CONSIGNE.
Recopiez le passage du texte sur Kleros qui commence par « Au contraire, rien » et se poursuit jusqu'à « au procès équitable. », en remplaçant « terrain fertile » par « terrain propice ».

Le conflit d’intérêts est également un autre risque de qualification judiciaire à même de garantir l’impartialité des juges ou des arbitres dans le monde analogue. Ces derniers se voient imposer de se déporter en cas de survenance d’un tel conflit.
Ainsi, le juge des référés n’a pas le droit de connaitre du fond de l’affaire et en aucun cas les juges d’appel ne peuvent être les mêmes qu’en première instance. Ce sont des principes de base du procès équitable (Convention européenne de sauvegarde des droits de l’homme et des libertés fondamentales, article 6.1).
Au contraire, rien ne permet d’assurer ces principes de base au sein de Kleros. Des jurés peuvent avoir plusieurs droits de vote aussi bien en première étude du litige qu’en cas de recours. Surtout, rien ne permet de vérifier efficacement l’absence de conflit d’intérêts, au point que la plateforme parait être un terrain fertile pour la violation du droit au procès équitable.
Plusieurs assurés ont notamment pointé le fait que des réclamations portées contre l’assureur Unslashed Finance, dans lequel certains jurés de Kleros ont lourdement investi, étaient écartées sans motif valable. Des vérifications leur auraient même permis de déterminer que ces mêmes jurés auraient statué en défaveur de leurs réclamations d’assurance. Dans un cadre juridique étatique, ce type de comportement pourrait conduire à une nullité du jugement, voire à des poursuites judiciaires contre les jurés concernés.
Les vices qui grèvent Kleros sont exacerbés par l’absence d’étude des arguments et moyens présentés par les parties. Dans le monde analogue, toute décision doit être argumentée et motivée, en fait et en droit. À l’opposé, Kleros ne prévoit aucune obligation d’exprimer ces motivations : les jurés sont uniquement tenus de répondre soit « oui » soit « non » à la question posée.
Dans l’affaire 532 mentionnée ci-dessus, certains jurés ont simplement « justifié » leur décision par des commentaires aussi lapidaires que « Oui, Joe Biden a gagné » ou « j’en sais rien mais on m’a dit de dire oui » (« the omen people told me to idk »).

JEU DE DONNÉES.
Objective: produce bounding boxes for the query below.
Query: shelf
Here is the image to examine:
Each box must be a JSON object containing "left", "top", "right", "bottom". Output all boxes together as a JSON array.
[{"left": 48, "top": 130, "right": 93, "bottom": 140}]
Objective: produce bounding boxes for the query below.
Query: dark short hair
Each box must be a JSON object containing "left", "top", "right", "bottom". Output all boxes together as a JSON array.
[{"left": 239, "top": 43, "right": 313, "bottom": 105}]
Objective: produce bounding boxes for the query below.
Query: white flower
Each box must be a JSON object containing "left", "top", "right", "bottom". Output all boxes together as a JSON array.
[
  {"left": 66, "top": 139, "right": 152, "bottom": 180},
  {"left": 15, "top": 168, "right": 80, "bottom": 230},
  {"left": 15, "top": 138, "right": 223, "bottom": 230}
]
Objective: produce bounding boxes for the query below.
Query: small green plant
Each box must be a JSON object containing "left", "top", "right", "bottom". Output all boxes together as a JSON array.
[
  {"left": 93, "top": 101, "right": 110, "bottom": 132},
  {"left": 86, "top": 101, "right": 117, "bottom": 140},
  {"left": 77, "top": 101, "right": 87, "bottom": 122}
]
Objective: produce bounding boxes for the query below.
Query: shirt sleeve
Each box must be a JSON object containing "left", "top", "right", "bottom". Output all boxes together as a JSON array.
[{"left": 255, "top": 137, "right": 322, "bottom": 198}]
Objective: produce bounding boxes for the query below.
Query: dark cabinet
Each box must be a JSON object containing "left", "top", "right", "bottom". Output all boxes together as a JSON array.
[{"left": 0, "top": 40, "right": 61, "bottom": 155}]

RÉSULTAT.
Au contraire, rien ne permet d’assurer ces principes de base au sein de Kleros. Des jurés peuvent avoir plusieurs droits de vote aussi bien en première étude du litige qu’en cas de recours. Surtout, rien ne permet de vérifier efficacement l’absence de conflit d’intérêts, au point que la plateforme parait être un terrain propice pour la violation du droit au procès équitable.